■ AIM OF THE TASK ■
Find the line that contains "Each instance receives exactly one keypoint. Tag the green" in the entries below. Output it and each later line exactly, and nothing else.
SOURCE MATERIAL Block Start
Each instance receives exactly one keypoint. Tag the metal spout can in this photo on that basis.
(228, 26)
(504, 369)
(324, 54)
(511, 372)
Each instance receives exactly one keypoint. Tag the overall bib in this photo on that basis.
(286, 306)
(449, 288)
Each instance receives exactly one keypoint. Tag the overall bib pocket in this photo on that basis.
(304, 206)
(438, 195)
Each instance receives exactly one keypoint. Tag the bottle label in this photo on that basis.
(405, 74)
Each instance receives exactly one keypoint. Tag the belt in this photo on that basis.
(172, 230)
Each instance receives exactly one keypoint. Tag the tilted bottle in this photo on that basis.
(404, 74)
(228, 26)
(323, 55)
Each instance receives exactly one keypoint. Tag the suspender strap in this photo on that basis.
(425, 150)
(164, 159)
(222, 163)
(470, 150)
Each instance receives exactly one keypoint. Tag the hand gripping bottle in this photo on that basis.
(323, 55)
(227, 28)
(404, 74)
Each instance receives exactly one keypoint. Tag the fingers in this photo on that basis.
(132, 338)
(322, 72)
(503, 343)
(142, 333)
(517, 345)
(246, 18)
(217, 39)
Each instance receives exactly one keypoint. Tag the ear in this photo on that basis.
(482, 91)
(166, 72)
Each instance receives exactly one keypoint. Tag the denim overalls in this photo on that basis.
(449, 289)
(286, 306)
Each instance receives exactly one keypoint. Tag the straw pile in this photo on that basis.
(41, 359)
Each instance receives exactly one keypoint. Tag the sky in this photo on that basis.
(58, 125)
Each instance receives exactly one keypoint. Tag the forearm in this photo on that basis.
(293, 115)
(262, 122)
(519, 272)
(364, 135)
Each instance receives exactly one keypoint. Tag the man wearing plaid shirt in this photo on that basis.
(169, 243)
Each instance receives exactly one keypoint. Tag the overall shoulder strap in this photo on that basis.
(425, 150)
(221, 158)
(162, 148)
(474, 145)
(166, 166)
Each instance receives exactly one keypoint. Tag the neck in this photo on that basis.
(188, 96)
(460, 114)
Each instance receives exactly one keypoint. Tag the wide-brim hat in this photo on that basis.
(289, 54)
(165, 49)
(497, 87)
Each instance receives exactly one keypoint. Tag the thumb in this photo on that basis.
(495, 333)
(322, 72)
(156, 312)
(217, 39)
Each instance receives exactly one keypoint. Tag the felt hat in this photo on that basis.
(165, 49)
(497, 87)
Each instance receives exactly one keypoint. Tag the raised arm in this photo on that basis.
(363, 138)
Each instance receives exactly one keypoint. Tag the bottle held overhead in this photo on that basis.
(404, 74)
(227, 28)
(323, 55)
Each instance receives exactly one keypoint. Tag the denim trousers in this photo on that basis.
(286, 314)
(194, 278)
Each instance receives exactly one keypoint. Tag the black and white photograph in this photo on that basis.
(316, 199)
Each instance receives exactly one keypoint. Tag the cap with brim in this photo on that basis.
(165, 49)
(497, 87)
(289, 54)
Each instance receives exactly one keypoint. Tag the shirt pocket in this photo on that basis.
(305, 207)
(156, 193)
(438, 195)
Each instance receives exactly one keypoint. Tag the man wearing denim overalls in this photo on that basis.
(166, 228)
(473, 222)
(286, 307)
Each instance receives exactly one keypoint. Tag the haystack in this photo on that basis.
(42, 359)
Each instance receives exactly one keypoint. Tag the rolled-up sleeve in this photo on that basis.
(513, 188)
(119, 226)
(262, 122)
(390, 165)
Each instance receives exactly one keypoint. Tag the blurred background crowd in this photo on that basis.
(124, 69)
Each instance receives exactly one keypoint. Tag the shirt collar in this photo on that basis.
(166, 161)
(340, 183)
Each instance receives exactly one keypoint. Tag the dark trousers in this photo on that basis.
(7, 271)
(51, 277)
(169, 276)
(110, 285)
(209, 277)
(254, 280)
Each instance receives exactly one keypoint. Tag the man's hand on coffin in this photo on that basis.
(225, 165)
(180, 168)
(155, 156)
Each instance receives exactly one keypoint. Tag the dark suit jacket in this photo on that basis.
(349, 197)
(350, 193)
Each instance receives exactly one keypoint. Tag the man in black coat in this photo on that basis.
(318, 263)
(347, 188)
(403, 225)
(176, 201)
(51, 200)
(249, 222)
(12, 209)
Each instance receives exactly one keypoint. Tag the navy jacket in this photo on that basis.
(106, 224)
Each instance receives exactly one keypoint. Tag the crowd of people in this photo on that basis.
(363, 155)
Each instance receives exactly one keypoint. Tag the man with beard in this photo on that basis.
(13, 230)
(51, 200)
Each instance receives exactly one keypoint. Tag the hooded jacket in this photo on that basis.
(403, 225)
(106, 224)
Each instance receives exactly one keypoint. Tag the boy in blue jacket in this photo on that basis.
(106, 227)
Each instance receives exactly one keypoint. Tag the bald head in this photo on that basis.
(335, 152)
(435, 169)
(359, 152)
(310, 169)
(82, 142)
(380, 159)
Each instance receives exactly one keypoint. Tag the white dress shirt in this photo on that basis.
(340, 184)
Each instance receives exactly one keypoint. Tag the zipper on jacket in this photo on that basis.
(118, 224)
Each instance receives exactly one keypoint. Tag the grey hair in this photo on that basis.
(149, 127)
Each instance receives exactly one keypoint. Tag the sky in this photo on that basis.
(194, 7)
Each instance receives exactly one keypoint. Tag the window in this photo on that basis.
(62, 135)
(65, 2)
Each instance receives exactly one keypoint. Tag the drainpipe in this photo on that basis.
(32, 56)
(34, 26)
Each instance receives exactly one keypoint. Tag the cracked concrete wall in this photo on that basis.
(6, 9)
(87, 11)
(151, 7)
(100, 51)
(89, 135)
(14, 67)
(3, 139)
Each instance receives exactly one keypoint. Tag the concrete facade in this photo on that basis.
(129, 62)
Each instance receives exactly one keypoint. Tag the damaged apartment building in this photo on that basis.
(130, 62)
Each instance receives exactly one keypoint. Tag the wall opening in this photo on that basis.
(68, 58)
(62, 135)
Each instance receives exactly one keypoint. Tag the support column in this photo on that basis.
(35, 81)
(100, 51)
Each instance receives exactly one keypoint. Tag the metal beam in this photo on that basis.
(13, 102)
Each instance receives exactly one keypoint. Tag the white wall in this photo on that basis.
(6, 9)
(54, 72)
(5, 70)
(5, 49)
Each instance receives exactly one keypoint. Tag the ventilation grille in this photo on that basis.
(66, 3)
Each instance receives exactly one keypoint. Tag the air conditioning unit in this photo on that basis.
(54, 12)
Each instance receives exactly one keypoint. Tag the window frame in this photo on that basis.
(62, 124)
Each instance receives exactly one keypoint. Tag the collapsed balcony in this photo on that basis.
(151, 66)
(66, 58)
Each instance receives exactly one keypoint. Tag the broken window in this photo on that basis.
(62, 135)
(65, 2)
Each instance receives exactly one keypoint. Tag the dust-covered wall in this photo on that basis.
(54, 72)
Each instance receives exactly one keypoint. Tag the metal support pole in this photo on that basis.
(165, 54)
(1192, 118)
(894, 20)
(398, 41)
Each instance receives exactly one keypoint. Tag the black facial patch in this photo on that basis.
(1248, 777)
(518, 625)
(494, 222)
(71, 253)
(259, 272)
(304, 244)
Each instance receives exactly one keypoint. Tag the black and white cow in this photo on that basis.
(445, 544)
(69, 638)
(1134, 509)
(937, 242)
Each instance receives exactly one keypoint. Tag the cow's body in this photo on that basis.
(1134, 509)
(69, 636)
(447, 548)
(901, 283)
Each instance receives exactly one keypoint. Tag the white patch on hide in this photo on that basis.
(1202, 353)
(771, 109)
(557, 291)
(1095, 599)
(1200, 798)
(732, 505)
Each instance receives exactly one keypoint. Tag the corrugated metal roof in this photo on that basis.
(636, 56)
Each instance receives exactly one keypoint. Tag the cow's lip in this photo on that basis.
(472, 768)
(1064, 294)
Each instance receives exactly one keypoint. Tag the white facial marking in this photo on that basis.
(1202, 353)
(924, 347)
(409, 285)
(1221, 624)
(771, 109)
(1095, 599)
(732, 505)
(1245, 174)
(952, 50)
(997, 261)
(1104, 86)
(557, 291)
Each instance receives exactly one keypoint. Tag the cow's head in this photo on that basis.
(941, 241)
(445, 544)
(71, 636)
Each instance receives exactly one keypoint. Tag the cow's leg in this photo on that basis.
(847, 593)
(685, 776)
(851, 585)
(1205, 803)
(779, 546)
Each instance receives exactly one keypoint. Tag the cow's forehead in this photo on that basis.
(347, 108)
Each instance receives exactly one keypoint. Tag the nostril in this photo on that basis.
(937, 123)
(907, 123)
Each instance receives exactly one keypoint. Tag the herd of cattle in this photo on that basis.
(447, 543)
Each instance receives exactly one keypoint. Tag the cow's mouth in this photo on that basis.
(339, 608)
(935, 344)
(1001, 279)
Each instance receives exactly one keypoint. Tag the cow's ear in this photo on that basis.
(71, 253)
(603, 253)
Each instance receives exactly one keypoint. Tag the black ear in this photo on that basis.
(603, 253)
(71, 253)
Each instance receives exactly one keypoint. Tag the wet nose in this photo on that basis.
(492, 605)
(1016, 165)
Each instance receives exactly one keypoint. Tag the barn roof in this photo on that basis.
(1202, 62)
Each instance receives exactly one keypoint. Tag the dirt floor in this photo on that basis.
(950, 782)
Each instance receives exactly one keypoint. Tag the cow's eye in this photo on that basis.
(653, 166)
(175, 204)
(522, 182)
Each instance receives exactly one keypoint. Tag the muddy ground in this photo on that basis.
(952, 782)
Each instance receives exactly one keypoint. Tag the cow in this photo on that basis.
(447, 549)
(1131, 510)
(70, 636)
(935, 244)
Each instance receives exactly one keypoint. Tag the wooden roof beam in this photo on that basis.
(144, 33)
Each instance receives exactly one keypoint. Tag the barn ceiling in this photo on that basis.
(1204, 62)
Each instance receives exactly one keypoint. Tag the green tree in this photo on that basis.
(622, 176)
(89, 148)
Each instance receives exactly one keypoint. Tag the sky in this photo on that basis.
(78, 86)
SOURCE MATERIAL Block End
■ ANSWER BELOW ■
Each instance receives exactly one keypoint. Tag the green tree in this photo on that basis.
(622, 176)
(89, 148)
Each instance receives exactly one keypoint. Tag the sky in this photo on that basis.
(78, 86)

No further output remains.